Copy the records again, starting with the line that contains "yellow triangular flag -> point" and going on through the last line of the records, with the requests included. In the answers, multiply every coordinate by 1.75 and round it to a whole number, rounding halves up.
+ + + +
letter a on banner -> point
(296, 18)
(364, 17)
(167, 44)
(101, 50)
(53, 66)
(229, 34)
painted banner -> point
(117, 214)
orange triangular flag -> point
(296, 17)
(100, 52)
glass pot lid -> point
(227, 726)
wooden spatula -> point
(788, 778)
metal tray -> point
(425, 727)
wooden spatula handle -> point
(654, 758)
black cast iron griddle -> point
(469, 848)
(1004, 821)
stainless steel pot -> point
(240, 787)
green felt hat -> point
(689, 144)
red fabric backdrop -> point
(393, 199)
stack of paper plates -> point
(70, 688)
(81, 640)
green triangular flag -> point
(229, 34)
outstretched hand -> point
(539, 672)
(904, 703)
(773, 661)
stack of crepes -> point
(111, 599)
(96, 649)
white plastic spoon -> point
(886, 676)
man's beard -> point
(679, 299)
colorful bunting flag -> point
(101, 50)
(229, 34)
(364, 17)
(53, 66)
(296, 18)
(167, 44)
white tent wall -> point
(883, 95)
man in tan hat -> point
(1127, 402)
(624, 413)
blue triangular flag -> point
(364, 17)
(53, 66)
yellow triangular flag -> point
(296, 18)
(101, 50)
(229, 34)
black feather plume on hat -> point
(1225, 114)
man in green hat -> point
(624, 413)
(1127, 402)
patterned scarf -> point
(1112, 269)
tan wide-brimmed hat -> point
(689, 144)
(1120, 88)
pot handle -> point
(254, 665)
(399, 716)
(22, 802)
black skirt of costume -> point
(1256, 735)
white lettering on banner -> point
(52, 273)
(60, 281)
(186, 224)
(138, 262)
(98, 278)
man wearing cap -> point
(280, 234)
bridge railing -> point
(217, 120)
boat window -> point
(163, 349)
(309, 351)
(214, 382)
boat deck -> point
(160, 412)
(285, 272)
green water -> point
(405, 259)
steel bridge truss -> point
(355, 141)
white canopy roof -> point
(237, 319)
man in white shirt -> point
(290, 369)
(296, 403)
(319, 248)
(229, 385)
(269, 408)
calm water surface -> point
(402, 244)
+ + + +
RESULT OF THIS EXERCISE:
yellow triangular flag -> point
(518, 32)
(177, 88)
(401, 60)
black feather plume on hat -> point
(2144, 200)
man in green hat -> point
(1092, 723)
(1972, 704)
patterned scarf -> point
(1946, 471)
tan wide-brimmed hat -> point
(1206, 252)
(1960, 154)
pot handle -> point
(445, 1164)
(698, 1253)
(39, 1404)
black skirt of costume -> point
(2198, 1286)
white lettering on banner -> point
(91, 478)
(105, 492)
(326, 392)
(242, 459)
(172, 487)
man wearing cap -> point
(490, 410)
bridge railing -> point
(380, 210)
boat window -> point
(285, 611)
(541, 614)
(375, 669)
boat deck -> point
(280, 721)
(499, 476)
green water -> point
(709, 453)
steel bridge truss -> point
(621, 247)
white canopy roof -> point
(415, 558)
man in white shirt -> point
(508, 646)
(518, 705)
(558, 434)
(401, 674)
(471, 714)
calm water surface -> point
(704, 427)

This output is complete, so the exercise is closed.